Testo di partenza:
-------------------------
La storia di Abramo e Sara è un cammino di purificazione ovvero di liberazione e rigenerazione nel quale da persone desiderose di un figlio diventano genitori generativi di una discendenza infinita. Si diventa genitori non quando nasce un figlio, ma quando lo si riconosce come dono di Dio da accogliere con umiltà e gratitudine e poi lasciarlo andare facendolo crescere nella sua capacità di diventare lui stesso un dono a Dio e ai fratelli.
La purificazione significa liberarsi e liberare, lasciare e lasciar andare. Abramo e Sara attraverso tante esperienze di vita fatte di cadute e riprese, vengono educati da Dio, che sempre li accompagna con la sua presenza, a «lasciare il padre e la madre» (Gn 2) per accogliersi reciprocamente nel rispetto delle proprie diversità senza la pretesa di una fusione che crea confusione. Si tratta di staccarsi da una mentalità che crea dipendenza e che strumentalizza l’altro in base ai propri bisogni. Abramo e Sara devono rompere quel legame che li lega ai loro genitori e che alimenta la possessività e l’egoismo. La formazione della propria personalità, ovvero la realizzazione della benedizione di Dio e la nostra vocazione, si sviluppa in un graduale cammino di trasformazione e di rottura con tutto ciò che ci trattiene negli schemi delle attese e dei bisogni propri e altrui. Fin quando Abramo non rompe definitivamente il suo legame col padre, dietro i limiti del quale nasconde la sua irresponsabilità e il suo egoismo, non diventa autenticamente padre, anche se ha generato ben due figli, Ismaele dalla schiava Agar e Isacco da sua moglie Sara.
La purificazione prima ancora che essere un itinerario di cambiamento morale è un cammino di fede che approda non all’ottenimento del figlio desiderato o dell’erede sperato, ma alla rigenerazione del cuore che trasforma in offerta il dono che ha ricevuto e così rigenera sé stesso.
Infondo è quello che dice Simeone a Maria riguardo a Gesù: egli è qui per la caduta e la risurrezione di molti in Israele e come segno di contraddizione – e anche a te una spada trafiggerà l’anima –, affinché siano svelati i pensieri di molti cuori».
La spada è come il coltello che Abramo vibra in alto prima di sferrare il colpo col quale avrebbe sacrificato Isacco, il suo unigenito, quello amato. Come Abramo anche Maria non affonda la lama contro il figlio, ma nel suo cuore rompendo quei legami possessivi che l’avrebbero trattenuto tra i lacci delle proprie umane attese. Ecco che con quel gesto anche il cuore del genitore viene liberato dalle catene d’oro di un affetto possessivo e che non permette lo sviluppo della personalità del figlio ovvero la realizzazione della benedizione di Dio.
-------------------------
Compiti da svolgere:
- 1) Ritrascrivi fedelmente il passo del testo su Abramo e Sara che parte dalle parole "La storia di" e termina dopo "e ai fratelli.".
- 2) Secondo il testo su Abramo e Sara, quali due figli ha generato Abramo, e da quali donne?
-------------------------
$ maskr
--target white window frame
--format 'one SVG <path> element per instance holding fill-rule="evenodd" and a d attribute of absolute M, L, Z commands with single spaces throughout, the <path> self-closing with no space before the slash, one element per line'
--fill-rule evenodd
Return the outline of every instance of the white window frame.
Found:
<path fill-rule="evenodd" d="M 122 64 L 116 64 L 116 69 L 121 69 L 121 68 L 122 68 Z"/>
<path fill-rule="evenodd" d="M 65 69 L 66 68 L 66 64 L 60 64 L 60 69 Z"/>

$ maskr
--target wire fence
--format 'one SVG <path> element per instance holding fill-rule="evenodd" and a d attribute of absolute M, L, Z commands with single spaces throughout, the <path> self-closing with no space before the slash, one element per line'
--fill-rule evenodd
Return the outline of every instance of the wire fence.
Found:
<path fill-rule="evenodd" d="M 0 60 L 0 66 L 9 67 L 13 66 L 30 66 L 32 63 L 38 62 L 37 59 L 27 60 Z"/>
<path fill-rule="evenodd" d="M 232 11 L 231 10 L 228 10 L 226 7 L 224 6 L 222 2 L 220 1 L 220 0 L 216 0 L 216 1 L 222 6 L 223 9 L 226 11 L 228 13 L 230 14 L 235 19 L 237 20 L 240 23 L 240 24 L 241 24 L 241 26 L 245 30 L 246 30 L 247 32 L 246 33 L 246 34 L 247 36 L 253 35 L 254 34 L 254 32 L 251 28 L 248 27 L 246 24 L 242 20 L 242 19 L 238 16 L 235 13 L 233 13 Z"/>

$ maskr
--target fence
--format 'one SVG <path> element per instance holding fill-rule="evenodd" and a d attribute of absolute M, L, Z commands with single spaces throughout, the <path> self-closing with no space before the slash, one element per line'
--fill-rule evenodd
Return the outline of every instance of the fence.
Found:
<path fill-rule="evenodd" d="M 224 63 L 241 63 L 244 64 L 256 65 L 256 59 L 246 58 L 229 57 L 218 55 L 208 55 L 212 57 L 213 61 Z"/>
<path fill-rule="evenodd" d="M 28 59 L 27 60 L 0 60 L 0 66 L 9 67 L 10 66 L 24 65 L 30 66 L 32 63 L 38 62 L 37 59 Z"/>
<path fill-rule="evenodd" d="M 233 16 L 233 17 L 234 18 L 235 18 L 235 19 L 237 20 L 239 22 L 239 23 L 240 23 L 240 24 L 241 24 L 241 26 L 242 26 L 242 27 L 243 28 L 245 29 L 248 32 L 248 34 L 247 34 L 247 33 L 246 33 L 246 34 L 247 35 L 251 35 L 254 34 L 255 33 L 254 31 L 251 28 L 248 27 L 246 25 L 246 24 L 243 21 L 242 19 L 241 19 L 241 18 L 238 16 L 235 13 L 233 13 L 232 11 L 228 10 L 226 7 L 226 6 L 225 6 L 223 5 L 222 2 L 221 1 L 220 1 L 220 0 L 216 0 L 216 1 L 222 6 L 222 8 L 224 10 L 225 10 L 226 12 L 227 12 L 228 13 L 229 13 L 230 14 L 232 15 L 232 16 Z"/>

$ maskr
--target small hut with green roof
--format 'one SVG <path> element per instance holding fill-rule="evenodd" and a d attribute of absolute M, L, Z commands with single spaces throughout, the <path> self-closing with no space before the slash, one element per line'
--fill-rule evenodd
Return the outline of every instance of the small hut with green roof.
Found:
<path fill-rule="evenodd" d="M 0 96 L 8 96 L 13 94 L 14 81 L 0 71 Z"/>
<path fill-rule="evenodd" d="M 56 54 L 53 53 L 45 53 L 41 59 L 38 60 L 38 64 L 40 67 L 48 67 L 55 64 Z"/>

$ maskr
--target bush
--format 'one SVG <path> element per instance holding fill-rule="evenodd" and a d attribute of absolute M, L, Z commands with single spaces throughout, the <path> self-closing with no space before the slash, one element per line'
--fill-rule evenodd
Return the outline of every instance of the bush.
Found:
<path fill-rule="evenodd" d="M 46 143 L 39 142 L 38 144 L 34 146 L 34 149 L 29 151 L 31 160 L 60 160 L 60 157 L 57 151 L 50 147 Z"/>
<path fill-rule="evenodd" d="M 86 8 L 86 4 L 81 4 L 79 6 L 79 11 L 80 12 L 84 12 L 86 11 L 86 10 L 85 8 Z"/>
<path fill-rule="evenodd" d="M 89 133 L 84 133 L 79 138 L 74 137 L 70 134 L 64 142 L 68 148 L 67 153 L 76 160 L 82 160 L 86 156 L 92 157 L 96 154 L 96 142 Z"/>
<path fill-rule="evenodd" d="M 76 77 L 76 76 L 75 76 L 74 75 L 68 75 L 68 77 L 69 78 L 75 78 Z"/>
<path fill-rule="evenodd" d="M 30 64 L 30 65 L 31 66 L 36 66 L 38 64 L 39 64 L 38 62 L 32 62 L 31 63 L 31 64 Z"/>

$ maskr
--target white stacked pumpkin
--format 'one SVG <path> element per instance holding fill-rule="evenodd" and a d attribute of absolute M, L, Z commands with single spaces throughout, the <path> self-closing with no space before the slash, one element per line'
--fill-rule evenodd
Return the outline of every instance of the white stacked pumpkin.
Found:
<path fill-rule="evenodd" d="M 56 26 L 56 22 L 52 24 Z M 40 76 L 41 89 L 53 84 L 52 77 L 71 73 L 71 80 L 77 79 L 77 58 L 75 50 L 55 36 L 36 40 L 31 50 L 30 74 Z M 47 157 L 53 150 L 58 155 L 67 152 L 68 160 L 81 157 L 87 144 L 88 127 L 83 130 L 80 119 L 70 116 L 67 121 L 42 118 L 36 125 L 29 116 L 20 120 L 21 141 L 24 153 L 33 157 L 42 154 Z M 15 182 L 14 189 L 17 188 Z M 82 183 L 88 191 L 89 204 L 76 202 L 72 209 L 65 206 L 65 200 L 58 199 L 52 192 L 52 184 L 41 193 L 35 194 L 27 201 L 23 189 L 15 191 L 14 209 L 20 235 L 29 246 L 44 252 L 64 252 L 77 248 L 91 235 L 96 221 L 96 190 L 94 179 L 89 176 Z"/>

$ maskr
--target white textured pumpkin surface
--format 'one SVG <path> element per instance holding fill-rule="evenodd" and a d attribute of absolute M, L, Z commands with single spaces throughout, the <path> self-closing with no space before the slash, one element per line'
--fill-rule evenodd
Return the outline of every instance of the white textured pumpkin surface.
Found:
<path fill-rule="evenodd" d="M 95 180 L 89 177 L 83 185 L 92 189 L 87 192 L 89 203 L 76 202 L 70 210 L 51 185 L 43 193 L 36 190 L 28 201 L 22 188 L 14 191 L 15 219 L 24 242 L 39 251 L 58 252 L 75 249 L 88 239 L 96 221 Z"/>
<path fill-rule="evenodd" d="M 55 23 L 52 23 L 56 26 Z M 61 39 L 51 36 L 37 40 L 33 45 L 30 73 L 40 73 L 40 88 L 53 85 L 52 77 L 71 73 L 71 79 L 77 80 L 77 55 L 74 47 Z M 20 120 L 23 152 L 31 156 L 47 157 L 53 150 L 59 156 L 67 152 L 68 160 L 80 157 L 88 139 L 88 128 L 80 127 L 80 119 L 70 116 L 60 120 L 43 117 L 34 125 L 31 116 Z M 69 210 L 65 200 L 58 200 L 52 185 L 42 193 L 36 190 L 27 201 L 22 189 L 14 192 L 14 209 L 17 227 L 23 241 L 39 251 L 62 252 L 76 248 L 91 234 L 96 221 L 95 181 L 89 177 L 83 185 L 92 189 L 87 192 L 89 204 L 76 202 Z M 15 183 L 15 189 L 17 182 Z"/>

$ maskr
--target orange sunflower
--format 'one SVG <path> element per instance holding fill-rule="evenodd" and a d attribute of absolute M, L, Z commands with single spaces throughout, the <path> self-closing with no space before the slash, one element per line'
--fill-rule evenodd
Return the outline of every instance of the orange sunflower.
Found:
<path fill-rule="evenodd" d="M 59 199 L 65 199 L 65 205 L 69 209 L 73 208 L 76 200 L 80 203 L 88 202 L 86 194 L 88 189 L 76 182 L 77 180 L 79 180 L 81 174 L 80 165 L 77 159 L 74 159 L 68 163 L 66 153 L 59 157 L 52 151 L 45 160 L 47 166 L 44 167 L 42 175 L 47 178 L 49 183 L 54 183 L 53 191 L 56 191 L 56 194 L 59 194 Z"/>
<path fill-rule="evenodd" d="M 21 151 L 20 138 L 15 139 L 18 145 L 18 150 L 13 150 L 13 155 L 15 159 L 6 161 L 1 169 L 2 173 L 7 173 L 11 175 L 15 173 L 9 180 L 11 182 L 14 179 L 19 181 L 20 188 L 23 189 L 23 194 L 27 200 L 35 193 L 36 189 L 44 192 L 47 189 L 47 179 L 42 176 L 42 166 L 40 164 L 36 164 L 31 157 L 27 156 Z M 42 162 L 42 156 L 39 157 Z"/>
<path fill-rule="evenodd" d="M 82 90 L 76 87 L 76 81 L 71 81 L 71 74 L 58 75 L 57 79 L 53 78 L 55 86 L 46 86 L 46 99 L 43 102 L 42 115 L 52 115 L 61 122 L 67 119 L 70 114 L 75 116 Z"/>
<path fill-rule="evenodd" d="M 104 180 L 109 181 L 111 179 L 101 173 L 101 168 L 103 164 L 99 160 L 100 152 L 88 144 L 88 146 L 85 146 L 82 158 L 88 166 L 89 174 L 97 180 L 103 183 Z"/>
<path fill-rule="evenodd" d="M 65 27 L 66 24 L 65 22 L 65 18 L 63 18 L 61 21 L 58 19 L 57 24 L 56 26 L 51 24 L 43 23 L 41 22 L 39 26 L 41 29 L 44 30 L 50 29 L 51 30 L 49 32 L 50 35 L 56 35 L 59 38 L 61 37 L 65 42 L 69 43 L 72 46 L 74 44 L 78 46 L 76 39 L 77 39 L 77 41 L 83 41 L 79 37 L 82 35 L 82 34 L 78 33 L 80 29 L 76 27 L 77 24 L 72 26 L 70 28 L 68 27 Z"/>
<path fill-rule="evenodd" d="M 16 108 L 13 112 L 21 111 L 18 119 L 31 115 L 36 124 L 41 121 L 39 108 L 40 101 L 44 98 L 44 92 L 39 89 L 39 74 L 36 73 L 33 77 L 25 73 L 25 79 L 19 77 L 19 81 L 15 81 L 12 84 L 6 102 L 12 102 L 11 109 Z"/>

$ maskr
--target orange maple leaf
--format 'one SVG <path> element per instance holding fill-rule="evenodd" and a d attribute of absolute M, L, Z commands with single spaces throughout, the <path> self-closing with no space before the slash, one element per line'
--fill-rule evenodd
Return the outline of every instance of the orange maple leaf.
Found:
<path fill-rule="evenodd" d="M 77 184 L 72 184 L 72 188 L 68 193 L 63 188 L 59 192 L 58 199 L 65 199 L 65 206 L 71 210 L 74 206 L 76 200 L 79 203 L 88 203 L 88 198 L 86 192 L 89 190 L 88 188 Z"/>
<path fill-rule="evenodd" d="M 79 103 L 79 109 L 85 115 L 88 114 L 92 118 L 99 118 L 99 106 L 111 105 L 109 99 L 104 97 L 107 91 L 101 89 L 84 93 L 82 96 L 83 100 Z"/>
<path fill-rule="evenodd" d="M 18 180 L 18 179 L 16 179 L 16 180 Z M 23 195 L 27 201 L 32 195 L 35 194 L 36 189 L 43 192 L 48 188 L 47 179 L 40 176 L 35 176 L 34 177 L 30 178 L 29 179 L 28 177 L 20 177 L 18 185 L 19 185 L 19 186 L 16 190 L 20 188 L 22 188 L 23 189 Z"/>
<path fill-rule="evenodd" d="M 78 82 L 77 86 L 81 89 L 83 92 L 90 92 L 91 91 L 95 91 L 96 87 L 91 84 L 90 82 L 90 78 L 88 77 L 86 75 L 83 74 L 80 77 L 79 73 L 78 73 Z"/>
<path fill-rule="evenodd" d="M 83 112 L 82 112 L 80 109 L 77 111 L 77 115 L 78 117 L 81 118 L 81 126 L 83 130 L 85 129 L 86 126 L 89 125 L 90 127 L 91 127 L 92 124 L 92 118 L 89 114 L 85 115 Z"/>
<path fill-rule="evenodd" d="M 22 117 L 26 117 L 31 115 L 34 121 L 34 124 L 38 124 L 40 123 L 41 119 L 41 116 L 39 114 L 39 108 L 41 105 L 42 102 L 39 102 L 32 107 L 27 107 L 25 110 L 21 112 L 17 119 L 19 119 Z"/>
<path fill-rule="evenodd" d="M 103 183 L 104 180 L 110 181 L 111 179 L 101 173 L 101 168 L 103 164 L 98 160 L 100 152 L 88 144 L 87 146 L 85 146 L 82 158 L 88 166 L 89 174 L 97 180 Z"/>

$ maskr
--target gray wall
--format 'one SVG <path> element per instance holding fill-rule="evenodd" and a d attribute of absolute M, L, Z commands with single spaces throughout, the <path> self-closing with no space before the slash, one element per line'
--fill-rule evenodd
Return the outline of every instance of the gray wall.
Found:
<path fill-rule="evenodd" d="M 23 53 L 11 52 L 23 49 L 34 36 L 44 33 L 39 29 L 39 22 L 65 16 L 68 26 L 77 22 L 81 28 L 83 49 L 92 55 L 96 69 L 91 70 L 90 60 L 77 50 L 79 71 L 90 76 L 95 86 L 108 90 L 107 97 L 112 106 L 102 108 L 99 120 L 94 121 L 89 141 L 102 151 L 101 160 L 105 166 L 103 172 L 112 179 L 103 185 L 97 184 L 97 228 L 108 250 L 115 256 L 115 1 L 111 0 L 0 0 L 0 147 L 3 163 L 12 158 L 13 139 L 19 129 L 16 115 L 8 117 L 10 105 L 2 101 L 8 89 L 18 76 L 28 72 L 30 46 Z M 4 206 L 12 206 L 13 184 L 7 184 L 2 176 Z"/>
-------------------------
Risposte in ordine:
- 1)
La storia di Abramo e Sara è un cammino di purificazione ovvero di liberazione e rigenerazione nel quale da persone desiderose di un figlio diventano genitori generativi di una discendenza infinita. Si diventa genitori non quando nasce un figlio, ma quando lo si riconosce come dono di Dio da accogliere con umiltà e gratitudine e poi lasciarlo andare facendolo crescere nella sua capacità di diventare lui stesso un dono a Dio e ai fratelli.

- 2) Ismaele, dalla schiava Agar, e Isacco, dalla moglie Sara.